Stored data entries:
*** Block opens ***
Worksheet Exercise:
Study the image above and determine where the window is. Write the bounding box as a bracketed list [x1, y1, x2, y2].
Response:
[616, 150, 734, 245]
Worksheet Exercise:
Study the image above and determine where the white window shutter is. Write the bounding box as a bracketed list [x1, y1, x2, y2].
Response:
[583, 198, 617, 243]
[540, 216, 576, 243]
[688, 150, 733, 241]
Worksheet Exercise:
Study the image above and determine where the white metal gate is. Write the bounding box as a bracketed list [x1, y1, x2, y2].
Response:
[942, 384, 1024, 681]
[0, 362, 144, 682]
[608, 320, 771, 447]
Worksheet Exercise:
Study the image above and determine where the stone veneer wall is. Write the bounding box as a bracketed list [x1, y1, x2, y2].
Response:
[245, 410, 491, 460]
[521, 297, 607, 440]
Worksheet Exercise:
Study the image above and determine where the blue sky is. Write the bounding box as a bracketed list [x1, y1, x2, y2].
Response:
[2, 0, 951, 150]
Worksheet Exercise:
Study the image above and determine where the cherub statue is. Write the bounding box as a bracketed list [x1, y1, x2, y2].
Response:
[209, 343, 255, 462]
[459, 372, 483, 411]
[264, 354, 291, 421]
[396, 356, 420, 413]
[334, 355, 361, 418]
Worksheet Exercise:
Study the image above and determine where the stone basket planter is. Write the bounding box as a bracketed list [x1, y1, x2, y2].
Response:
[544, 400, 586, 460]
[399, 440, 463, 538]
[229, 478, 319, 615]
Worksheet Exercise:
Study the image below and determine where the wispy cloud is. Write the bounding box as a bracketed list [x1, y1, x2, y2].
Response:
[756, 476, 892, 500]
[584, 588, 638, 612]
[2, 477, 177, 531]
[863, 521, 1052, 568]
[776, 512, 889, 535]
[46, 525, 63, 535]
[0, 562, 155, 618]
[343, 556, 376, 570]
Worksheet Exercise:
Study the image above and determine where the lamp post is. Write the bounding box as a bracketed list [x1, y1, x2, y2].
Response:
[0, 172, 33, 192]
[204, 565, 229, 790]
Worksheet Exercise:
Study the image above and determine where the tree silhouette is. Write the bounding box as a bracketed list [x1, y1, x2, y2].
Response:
*** Block closes ***
[Problem to solve] Would you copy out all of the entries exactly?

[Solution for this exercise]
Worksheet Exercise:
Study the image above and determine where the window is. Write the bounding box as a bracketed list [x1, y1, x2, y2].
Response:
[616, 150, 734, 245]
Worksheet Exercise:
Study the image above and determine where the white window shutter is. Write the bounding box as a bracketed list [x1, y1, x2, y2].
Response:
[583, 198, 617, 243]
[540, 216, 576, 243]
[688, 150, 733, 241]
Worksheet Exercise:
Study the image above and determine where the white metal gate is. Write the bounding box as a bracketed list [x1, y1, x2, y2].
Response:
[942, 384, 1024, 681]
[0, 362, 144, 682]
[608, 320, 771, 447]
Worksheet Exercise:
Study the image above and determine where the stone veneer wall is. Write the bounding box as a bracketed list [x1, y1, x2, y2].
Response:
[245, 410, 491, 460]
[521, 297, 607, 440]
Worksheet Exercise:
Study the image above and determine where the blue sky is. Write the bounding box as a bracketed list [x1, y1, x2, y2].
Response:
[2, 0, 951, 150]
Worksheet Exercise:
Study the image above and determine where the cherub statue is. Write the bounding box as a bracketed list [x1, y1, x2, y2].
Response:
[209, 343, 255, 462]
[459, 372, 483, 411]
[264, 354, 291, 421]
[396, 356, 420, 413]
[334, 355, 361, 418]
Worksheet Exercise:
Study the image above and determine where the stone basket planter is. Write the bounding box as a bracketed list [x1, y1, x2, y2].
Response:
[544, 400, 586, 460]
[399, 440, 463, 538]
[229, 478, 319, 615]
Worksheet Exercise:
Study the image below and determine where the wispy cloud is. Write the bounding box as a bracketed list [x1, y1, x2, y2].
Response:
[756, 476, 892, 500]
[584, 588, 638, 612]
[2, 477, 177, 531]
[863, 521, 1052, 568]
[776, 512, 889, 535]
[46, 525, 63, 535]
[0, 562, 155, 618]
[343, 556, 376, 570]
Worksheet Exercise:
Study the image above and determine where the lamp post is. Write the bounding box as a bracketed list [x1, y1, x2, y2].
Response:
[0, 172, 33, 192]
[204, 565, 229, 790]
Worksheet Exercise:
Study the image above and determine where the tree silhouette is. Write the bounding box as a bracketed list [x1, y1, x2, y2].
Response:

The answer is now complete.